DATA SECTION:
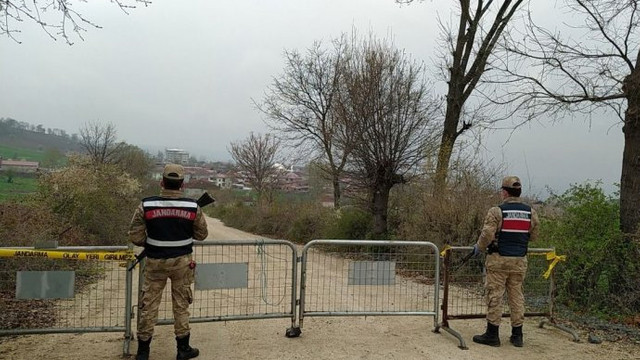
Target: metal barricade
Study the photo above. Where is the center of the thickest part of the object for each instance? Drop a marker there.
(463, 280)
(72, 290)
(378, 277)
(239, 280)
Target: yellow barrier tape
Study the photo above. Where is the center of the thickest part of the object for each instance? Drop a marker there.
(556, 258)
(444, 251)
(104, 256)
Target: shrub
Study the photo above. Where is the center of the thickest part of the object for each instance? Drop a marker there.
(349, 223)
(599, 273)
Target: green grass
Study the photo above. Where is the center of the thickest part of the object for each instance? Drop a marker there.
(19, 187)
(14, 153)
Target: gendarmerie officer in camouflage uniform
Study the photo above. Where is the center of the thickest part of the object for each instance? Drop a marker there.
(505, 236)
(166, 226)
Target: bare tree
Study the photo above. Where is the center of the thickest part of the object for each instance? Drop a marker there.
(386, 99)
(469, 47)
(557, 75)
(256, 157)
(300, 105)
(57, 18)
(100, 142)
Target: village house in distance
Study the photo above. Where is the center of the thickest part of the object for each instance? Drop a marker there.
(291, 179)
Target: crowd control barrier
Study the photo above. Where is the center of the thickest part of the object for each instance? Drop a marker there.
(463, 279)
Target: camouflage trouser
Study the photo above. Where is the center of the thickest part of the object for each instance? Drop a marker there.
(505, 273)
(157, 271)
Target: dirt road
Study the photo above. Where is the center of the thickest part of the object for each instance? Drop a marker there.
(322, 338)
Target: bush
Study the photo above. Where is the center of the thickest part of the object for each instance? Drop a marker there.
(100, 199)
(599, 273)
(349, 223)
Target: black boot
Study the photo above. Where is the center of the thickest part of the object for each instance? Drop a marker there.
(516, 336)
(184, 350)
(490, 337)
(143, 350)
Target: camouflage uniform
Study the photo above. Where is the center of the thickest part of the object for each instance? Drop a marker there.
(504, 272)
(158, 270)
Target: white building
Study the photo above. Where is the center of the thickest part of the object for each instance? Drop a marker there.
(176, 156)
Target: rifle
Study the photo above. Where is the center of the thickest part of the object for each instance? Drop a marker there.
(204, 200)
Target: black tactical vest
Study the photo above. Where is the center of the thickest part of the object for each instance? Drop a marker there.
(513, 237)
(169, 224)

EXERCISE: Rescale the rows from the line holding "Target: black tactical vest" through the end of the rows, inclusive. Write every line again, requests included, and multiply each point coordinate in the answers by 1.4, rounding to whole numbers with halves rounded up.

TASK ANSWER:
Target: black tactical vest
Study the photo above. Where is the center of the thickest part of the object for each instance? Drop a marker there.
(718, 332)
(237, 314)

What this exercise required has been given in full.